* _Problem statement_: Read the data below. Every line holding the string "cabinet" must be copied.

─── Input material

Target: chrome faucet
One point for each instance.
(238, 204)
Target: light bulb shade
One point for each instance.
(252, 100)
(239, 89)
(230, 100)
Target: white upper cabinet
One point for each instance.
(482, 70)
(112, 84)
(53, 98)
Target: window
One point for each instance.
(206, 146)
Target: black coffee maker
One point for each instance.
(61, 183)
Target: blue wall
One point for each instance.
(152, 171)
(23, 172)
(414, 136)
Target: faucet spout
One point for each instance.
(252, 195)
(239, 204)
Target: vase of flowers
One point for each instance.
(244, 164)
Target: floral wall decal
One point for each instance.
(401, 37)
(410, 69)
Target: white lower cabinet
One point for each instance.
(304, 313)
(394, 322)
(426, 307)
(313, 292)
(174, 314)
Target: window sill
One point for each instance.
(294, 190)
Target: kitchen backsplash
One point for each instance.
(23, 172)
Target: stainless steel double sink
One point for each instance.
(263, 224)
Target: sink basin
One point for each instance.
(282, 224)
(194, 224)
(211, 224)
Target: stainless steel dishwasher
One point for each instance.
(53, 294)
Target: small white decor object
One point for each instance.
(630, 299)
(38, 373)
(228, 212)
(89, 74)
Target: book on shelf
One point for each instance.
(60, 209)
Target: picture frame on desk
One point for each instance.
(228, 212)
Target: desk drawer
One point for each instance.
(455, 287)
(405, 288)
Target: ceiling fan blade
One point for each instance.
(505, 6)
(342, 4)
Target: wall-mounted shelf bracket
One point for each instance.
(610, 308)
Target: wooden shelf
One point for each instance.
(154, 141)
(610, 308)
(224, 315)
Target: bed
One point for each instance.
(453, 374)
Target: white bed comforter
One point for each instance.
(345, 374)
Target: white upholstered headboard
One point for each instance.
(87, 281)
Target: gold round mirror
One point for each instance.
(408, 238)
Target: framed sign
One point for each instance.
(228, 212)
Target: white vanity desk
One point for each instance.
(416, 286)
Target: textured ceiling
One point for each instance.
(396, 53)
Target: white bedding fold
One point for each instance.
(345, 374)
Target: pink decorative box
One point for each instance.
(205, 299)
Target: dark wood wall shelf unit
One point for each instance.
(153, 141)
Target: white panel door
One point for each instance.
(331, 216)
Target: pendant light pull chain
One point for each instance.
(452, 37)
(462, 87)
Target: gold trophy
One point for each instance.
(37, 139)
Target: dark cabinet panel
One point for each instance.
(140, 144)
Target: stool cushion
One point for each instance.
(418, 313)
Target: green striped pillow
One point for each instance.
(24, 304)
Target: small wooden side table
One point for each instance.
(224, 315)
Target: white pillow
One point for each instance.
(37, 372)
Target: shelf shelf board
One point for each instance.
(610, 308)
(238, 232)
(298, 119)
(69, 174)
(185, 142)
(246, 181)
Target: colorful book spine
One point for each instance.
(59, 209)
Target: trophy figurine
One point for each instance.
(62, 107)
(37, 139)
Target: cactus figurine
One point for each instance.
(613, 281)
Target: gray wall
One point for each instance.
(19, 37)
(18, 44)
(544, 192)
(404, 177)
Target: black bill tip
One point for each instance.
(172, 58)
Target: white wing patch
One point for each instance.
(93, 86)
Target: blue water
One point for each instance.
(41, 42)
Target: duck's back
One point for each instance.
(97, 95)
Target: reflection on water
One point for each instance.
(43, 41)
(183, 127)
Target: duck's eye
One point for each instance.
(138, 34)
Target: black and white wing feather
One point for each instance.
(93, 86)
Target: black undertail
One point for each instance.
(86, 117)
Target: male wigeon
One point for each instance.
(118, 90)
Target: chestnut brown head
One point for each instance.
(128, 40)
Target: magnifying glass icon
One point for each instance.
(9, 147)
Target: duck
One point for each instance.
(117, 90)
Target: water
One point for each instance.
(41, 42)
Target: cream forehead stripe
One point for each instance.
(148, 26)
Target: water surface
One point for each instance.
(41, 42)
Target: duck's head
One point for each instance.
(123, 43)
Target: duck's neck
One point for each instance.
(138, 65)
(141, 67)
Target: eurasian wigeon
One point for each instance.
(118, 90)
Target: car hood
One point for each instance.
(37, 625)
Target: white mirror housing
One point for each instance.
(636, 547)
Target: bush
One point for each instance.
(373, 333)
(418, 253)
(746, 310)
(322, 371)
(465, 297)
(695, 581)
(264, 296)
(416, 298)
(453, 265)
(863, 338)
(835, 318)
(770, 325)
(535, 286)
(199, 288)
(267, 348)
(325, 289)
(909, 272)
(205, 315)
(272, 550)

──────

* _Response box_:
Target: white upper cabinet
Target: white lower cabinet
Target: dark cabinet panel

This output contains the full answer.